Filter the material below, keeping only the lines that contain the string "railing", and reproduce each of those lines verbatim.

###

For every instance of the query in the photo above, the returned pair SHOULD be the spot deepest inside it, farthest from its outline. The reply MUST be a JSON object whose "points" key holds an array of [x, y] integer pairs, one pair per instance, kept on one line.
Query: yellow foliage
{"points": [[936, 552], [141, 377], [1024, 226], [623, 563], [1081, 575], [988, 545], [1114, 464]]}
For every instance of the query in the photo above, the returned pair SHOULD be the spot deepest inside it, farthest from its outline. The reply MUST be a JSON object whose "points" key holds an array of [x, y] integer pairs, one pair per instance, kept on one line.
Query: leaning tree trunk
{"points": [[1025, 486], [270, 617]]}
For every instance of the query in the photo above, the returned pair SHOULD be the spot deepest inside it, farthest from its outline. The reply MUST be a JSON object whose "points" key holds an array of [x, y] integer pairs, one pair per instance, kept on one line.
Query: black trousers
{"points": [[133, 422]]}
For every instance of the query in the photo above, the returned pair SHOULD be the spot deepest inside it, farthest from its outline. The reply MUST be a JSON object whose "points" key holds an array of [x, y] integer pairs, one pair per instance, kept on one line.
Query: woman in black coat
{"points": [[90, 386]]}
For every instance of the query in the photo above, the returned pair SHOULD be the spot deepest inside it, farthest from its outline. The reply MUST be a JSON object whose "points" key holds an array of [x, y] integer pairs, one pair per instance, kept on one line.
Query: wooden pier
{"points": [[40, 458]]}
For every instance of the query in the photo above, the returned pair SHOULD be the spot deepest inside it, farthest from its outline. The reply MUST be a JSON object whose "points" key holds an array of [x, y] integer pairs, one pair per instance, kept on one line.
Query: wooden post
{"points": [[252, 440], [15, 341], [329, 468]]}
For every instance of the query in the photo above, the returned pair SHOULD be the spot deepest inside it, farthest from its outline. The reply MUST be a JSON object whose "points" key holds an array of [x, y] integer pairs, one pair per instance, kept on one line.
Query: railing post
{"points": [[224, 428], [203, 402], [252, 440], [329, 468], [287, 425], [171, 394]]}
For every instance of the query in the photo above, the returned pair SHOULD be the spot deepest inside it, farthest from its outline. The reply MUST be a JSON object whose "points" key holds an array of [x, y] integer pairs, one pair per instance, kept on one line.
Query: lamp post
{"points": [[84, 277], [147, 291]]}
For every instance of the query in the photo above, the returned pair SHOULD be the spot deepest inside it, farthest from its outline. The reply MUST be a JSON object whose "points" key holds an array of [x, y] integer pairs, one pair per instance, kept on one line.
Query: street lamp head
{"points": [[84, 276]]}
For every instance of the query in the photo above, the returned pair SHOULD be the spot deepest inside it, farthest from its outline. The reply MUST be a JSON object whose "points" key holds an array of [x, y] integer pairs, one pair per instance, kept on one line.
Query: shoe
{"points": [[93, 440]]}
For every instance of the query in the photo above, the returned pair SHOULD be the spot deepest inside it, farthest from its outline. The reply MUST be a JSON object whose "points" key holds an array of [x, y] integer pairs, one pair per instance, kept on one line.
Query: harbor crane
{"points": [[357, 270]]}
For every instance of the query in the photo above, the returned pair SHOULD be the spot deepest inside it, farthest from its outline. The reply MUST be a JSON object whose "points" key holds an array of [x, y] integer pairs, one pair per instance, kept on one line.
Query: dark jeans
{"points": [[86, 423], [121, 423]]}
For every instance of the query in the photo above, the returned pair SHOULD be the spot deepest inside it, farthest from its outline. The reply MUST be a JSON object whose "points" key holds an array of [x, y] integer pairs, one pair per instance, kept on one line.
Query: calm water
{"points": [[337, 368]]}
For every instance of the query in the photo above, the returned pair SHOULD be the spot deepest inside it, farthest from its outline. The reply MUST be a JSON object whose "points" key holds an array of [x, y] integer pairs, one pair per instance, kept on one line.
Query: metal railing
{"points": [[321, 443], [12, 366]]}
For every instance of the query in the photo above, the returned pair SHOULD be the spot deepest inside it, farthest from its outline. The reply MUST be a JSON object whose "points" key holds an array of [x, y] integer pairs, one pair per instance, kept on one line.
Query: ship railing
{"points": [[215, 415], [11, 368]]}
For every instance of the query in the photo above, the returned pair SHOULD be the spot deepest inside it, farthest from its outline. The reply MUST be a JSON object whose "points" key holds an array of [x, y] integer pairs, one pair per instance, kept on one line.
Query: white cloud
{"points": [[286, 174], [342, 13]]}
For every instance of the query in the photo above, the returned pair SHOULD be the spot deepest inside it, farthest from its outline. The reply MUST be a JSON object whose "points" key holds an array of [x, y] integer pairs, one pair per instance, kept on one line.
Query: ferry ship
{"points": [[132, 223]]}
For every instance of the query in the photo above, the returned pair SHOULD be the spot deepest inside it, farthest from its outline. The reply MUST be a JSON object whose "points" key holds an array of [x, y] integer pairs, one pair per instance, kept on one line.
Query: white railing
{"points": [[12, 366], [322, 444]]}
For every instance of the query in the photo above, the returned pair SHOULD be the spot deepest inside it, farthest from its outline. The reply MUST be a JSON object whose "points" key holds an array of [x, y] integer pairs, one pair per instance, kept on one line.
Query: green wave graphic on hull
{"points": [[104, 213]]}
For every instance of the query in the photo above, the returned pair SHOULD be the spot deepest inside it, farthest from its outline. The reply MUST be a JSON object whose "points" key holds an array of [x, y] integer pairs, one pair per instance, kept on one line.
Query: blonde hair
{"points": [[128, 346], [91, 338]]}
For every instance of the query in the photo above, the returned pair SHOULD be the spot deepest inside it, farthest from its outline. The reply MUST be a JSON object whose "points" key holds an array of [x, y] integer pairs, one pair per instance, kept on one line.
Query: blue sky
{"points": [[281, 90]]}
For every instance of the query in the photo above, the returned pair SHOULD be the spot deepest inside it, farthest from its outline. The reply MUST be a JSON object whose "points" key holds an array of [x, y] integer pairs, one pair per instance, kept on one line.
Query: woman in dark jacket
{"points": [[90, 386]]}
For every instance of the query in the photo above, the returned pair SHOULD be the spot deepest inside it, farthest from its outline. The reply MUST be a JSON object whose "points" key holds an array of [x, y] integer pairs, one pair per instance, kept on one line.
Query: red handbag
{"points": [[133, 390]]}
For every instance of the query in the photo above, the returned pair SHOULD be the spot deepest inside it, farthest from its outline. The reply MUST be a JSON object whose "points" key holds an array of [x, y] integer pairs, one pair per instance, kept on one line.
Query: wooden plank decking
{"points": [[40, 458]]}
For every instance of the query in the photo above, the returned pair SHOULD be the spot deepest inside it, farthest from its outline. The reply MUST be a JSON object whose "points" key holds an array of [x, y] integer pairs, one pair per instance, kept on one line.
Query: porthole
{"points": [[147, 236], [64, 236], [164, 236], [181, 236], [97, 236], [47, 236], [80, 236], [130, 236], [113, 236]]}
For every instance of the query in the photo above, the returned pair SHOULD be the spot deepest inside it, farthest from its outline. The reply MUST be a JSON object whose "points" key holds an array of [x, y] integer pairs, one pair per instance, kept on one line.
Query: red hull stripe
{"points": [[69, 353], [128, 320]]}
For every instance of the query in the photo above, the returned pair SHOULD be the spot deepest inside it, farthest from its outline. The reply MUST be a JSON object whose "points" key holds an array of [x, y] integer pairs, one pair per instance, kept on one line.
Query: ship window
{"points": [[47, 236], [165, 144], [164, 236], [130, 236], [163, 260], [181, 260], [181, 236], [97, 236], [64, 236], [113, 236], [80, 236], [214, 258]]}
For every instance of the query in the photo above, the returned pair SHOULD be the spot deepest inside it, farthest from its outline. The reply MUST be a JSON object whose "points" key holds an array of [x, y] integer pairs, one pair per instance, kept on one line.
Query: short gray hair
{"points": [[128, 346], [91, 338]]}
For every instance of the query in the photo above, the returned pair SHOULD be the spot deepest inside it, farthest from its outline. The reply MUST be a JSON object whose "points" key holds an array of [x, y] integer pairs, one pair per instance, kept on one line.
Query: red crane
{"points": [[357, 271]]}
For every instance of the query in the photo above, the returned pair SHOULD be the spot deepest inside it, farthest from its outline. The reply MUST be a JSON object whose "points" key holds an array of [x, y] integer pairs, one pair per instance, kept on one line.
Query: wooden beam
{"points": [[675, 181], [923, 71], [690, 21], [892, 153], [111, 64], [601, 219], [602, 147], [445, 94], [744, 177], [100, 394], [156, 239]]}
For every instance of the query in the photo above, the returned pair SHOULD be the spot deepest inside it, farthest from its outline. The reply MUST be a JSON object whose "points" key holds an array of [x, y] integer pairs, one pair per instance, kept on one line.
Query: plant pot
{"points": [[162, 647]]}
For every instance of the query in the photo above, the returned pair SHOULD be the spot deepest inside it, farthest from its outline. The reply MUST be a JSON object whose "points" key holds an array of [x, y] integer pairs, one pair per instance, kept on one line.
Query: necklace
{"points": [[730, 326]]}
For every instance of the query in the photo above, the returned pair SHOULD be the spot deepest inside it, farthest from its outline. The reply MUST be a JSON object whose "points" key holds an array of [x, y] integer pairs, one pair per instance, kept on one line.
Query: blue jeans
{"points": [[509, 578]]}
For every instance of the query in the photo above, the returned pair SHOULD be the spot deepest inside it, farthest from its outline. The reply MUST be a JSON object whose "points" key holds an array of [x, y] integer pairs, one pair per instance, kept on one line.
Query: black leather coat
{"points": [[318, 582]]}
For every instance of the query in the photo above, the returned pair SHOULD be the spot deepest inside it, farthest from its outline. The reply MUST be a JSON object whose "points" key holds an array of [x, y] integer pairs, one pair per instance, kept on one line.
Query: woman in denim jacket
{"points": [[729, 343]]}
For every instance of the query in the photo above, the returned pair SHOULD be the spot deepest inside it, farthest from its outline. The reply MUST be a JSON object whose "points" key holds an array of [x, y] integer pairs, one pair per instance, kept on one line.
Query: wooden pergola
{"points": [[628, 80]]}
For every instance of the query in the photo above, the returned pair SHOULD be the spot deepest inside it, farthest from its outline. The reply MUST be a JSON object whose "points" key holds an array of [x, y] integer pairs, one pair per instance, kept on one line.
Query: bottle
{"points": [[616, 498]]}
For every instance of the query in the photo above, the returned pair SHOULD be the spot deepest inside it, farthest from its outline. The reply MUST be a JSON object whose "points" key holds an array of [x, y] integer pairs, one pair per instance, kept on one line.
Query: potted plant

###

■ Task solution
Query: railing post
Query: metal railing
Query: ship railing
Query: white railing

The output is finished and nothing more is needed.